== Exercise material

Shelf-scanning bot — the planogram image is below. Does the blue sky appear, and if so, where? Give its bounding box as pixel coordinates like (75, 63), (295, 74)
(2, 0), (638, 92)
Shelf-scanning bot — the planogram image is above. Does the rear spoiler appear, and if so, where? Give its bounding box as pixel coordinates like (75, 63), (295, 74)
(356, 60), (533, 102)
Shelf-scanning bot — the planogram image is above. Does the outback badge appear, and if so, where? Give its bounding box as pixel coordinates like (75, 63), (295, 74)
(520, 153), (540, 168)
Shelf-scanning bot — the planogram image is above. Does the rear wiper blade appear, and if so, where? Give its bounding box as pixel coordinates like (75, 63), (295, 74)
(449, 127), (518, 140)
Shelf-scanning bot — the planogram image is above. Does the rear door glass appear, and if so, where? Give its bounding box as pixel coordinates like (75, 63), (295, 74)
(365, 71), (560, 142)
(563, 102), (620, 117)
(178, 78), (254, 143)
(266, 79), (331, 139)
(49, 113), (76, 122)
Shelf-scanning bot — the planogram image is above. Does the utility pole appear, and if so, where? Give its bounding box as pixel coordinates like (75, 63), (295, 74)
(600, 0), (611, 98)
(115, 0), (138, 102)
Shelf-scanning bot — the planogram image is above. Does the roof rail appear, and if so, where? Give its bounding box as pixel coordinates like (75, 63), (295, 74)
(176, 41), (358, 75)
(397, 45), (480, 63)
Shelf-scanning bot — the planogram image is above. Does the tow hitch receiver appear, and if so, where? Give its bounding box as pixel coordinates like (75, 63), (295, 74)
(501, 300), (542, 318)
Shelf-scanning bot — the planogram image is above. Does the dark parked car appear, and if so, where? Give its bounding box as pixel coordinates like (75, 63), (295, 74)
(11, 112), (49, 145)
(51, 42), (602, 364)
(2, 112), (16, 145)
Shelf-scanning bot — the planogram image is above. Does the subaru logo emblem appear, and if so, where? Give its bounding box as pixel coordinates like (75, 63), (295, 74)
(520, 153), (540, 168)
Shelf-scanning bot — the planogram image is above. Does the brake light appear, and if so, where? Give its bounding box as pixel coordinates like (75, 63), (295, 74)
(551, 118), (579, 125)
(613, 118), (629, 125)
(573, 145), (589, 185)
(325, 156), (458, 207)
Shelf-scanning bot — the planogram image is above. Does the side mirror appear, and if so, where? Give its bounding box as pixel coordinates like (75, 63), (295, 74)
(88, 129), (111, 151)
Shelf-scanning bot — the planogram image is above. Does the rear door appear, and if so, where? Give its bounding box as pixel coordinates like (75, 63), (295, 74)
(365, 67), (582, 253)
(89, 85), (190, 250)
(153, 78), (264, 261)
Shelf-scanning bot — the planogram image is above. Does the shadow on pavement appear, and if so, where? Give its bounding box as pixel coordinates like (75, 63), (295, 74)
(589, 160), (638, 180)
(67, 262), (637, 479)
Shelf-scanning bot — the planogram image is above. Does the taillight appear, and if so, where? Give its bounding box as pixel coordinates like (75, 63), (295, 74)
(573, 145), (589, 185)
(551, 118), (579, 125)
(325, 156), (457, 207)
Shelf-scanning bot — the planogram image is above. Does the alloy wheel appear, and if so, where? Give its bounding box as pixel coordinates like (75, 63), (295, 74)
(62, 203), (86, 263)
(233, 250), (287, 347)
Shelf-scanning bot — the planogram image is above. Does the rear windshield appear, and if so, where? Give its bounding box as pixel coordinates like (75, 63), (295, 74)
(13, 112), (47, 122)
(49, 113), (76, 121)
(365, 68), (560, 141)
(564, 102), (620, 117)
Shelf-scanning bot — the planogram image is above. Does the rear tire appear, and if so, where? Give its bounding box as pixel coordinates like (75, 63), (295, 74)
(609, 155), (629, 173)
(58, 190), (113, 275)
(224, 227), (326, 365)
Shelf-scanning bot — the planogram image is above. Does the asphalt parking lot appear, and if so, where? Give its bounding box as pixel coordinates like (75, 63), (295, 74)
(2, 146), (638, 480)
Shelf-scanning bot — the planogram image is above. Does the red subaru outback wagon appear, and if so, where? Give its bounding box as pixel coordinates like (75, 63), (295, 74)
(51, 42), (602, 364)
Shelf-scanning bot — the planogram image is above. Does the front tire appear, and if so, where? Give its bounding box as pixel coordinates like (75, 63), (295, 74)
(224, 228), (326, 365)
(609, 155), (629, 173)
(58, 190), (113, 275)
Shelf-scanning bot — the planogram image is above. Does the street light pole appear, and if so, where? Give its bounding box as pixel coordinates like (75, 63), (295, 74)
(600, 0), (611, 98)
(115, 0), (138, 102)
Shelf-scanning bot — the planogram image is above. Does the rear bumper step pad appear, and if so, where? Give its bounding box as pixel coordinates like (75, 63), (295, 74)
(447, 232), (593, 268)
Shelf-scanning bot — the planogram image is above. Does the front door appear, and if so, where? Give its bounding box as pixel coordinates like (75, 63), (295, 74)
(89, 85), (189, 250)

====

# Request
Copy the whole listing above line for line, keeping every word, number and punctuation mark unchanged.

# Response
Shelf-scanning bot — the planogram image is below. Does the blue sky appear, and if so, where? Give its bounding box as pixel coordinates like (75, 63), (295, 74)
(2, 0), (638, 92)
Shelf-scanning bot — the planogram image is above. Does the rear spoiler appear, and if so, where? Give its bounding box as pixel coordinates like (75, 63), (295, 74)
(356, 60), (533, 102)
Shelf-scanning bot — the planogram image is above. Does the outback badge appear, and if so, where? Give its bounding box as pixel coordinates like (75, 63), (295, 74)
(520, 153), (540, 168)
Shelf-scanning bot — the planogram image is above. Does the rear wiper blade appear, and if so, where? Give its bounding box as pixel coordinates like (75, 63), (295, 74)
(449, 127), (518, 140)
Shelf-scanning bot — the planogram image is above. Does the rear door glass appear, and if so, where? Give its bounding box as pixel coordinates like (75, 63), (295, 74)
(365, 71), (560, 142)
(563, 102), (620, 117)
(178, 78), (254, 143)
(266, 79), (331, 139)
(49, 113), (76, 122)
Shelf-scanning bot — the planogram image is above. Does the utility pole appear, and if so, where? Give its bounding box as pixel coordinates like (75, 63), (295, 74)
(600, 0), (611, 98)
(115, 0), (138, 102)
Shelf-scanning bot — the planogram image is above. Does the roof rail appear, and if so, where? Give its bounding box as pixel coordinates like (75, 63), (295, 74)
(176, 41), (358, 75)
(397, 45), (480, 63)
Shelf-scanning bot — the planogram image is above. Does the tow hitch receiver appear, and if so, where? Give its bounding box as pixel coordinates like (75, 63), (295, 74)
(501, 300), (542, 318)
Shelf-scanning bot — the planogram image is above. Does the dark parked car appear, and if so, where? Give its bounding box as pixel coordinates like (75, 63), (295, 74)
(11, 112), (49, 145)
(51, 42), (602, 364)
(2, 112), (16, 145)
Shelf-scanning bot — the planogram image is above. Does the subaru logo emblem appear, and if so, where? Give its bounding box as pixel coordinates like (75, 63), (295, 74)
(520, 153), (540, 168)
Shelf-scanning bot — the planogram image is above. Does the brake light appear, and if so, where? Give its bounding box as pixel coordinates like (75, 63), (295, 74)
(551, 118), (579, 125)
(613, 118), (629, 125)
(573, 145), (589, 185)
(325, 156), (458, 207)
Shelf-scanning bot — the planogram image is above. Does the side mirror appear, and if so, where? Give its bounding box as pixel coordinates like (75, 63), (295, 74)
(88, 129), (111, 151)
Shelf-scanning bot — the planogram image is above. Does the rear door appear, and if so, where? Give its bounding box as pixel coordinates like (75, 63), (295, 74)
(365, 67), (582, 253)
(89, 85), (190, 250)
(153, 78), (264, 261)
Shelf-scanning bot — the planogram image is above. Does the shadow on pavement appear, and if so, where? Give its bounding box as pixel coordinates like (75, 63), (295, 74)
(589, 160), (638, 180)
(67, 262), (637, 479)
Shelf-scanning bot — the planogram image is above. Does the taillight appear, and if so, where? Give its bounding box as pixel coordinates like (75, 63), (295, 74)
(573, 145), (589, 185)
(551, 118), (579, 125)
(325, 156), (457, 207)
Shelf-scanning bot — the planogram image is above. Does the alloy wheel appear, and if so, where? Give its bounding box as pixel coordinates like (75, 63), (295, 74)
(62, 203), (86, 263)
(233, 250), (287, 347)
Shelf-scanning bot — the planogram image is above. Does the rear windshield appear, and if so, where? Give its bounding box as pixel coordinates like (75, 63), (295, 74)
(13, 112), (47, 122)
(49, 113), (76, 121)
(365, 68), (560, 141)
(564, 102), (620, 117)
Shelf-scanning bot — the planogram image is above. Does the rear tire appear, and if so, where? Give its bounding box as pixel coordinates like (75, 63), (295, 74)
(609, 155), (629, 173)
(58, 190), (113, 275)
(224, 227), (326, 365)
Shelf-scanning bot — the planogram image is above. Does the asphalt parking lot appear, and if so, where? Give its bounding box as pixel coordinates like (75, 63), (295, 74)
(2, 146), (638, 480)
Shelf-scanning bot — the planogram image is above. Does the red subaru outback wagon appear, and if so, where? Give its bounding box as pixel coordinates like (75, 63), (295, 74)
(51, 42), (602, 364)
Shelf-scanning bot — the planogram image is above. Does the front tire appear, and if so, where? Give its bounding box as pixel coordinates like (75, 63), (295, 74)
(224, 228), (326, 365)
(609, 155), (629, 173)
(58, 190), (113, 275)
Shelf-scanning bot — the planogram image is above. Does the street light pole appear, and if so, where? Give its bounding box as pixel coordinates like (75, 63), (295, 74)
(600, 0), (611, 98)
(115, 0), (138, 102)
Shelf-scanning bot — the planogram image is above. Does the rear bumper step pad appear, and if so, where? Give its bounding box as pixel coordinates like (75, 63), (295, 74)
(447, 232), (593, 268)
Shelf-scanning bot — the planogram image is above. Does the front door appear, and if so, where? Give its bounding box as pixel coordinates like (75, 63), (295, 74)
(89, 85), (189, 250)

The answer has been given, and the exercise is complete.